▼

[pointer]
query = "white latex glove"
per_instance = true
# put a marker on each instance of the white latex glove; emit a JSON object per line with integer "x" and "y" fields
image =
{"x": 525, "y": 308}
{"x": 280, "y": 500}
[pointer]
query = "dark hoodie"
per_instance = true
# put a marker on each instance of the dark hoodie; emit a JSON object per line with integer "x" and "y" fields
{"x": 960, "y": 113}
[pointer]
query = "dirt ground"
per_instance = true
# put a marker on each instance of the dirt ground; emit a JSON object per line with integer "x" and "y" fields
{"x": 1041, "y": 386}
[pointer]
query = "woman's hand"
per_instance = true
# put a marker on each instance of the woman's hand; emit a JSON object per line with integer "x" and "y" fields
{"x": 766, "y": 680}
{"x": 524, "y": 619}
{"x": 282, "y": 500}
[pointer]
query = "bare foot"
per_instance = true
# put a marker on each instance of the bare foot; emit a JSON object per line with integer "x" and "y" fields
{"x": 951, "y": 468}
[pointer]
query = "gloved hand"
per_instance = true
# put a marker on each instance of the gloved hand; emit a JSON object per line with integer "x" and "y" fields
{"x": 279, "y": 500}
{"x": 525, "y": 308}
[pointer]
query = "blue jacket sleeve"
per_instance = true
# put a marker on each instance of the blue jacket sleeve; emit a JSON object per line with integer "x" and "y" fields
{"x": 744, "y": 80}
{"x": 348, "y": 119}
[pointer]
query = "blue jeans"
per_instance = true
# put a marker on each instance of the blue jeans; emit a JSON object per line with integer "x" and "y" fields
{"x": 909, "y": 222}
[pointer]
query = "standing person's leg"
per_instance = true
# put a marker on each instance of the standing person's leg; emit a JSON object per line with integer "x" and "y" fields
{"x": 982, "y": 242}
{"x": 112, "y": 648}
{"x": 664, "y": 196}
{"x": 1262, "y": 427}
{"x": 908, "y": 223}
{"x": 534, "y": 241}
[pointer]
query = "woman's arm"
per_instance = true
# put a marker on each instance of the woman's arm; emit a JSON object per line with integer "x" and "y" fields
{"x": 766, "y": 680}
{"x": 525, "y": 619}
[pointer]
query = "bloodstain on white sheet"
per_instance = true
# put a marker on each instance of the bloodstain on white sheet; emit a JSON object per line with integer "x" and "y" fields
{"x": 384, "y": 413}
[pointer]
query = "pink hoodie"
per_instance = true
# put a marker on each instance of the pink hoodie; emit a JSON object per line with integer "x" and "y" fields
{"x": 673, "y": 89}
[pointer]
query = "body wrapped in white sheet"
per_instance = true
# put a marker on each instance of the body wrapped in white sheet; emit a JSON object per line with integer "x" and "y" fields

▲

▶ WORK INSTRUCTION: Once you have found every line above holding the word "latex", copy those lines.

▶ RESULT OF THE TASK:
query = "white latex glove"
# put a marker on each instance of the white latex glove; emit a JSON object per line with integer "x" and "y" fields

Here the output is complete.